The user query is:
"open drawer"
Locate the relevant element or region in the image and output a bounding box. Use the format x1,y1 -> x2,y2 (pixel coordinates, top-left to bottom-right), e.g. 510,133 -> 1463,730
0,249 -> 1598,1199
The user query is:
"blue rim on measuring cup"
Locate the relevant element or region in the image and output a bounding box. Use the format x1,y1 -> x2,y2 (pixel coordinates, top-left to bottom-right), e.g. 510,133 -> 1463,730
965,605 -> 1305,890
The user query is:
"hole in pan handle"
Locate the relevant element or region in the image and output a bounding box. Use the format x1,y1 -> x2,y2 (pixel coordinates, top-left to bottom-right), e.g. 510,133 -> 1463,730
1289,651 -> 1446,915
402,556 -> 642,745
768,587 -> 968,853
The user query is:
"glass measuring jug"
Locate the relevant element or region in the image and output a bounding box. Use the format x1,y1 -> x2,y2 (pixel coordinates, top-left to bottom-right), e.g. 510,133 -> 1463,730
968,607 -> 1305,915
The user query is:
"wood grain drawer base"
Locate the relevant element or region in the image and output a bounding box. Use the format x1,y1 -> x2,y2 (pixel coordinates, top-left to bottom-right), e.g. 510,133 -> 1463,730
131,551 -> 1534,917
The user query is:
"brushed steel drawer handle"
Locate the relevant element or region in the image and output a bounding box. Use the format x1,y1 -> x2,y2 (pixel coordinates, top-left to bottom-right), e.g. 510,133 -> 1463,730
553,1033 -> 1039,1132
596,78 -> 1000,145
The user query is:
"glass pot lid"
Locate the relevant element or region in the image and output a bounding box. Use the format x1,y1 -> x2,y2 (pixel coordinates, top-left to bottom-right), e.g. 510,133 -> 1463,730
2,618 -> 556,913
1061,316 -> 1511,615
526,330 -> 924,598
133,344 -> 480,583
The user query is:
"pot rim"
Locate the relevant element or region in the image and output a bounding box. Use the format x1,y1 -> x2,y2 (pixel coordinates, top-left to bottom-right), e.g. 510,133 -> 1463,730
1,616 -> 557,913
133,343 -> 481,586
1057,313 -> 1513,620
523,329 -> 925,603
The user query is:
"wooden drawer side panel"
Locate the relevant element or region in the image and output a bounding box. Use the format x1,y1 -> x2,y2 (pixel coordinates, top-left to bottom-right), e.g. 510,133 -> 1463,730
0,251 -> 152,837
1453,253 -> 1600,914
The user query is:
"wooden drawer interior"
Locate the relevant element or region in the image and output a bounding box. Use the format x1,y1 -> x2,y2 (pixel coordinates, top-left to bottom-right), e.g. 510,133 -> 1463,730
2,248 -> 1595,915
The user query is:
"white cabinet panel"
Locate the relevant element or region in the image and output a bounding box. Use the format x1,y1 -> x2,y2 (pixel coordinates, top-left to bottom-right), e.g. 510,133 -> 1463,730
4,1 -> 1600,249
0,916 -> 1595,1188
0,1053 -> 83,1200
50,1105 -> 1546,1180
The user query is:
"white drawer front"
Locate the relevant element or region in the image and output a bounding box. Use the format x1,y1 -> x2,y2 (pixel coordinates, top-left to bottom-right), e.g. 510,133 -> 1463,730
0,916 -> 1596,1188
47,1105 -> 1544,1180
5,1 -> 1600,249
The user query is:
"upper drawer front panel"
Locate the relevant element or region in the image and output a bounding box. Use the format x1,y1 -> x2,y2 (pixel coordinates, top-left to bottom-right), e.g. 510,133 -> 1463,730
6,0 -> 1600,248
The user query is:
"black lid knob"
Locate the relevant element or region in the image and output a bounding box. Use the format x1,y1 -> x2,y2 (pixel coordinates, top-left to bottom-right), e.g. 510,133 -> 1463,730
+===+
■ **WHAT TO WORK ON**
Scan the material above for the string "wooden" and return the lines that hold it.

■ **SOLUTION TO THIS EXERCISE**
"wooden drawer side panel"
"wooden drawer interior"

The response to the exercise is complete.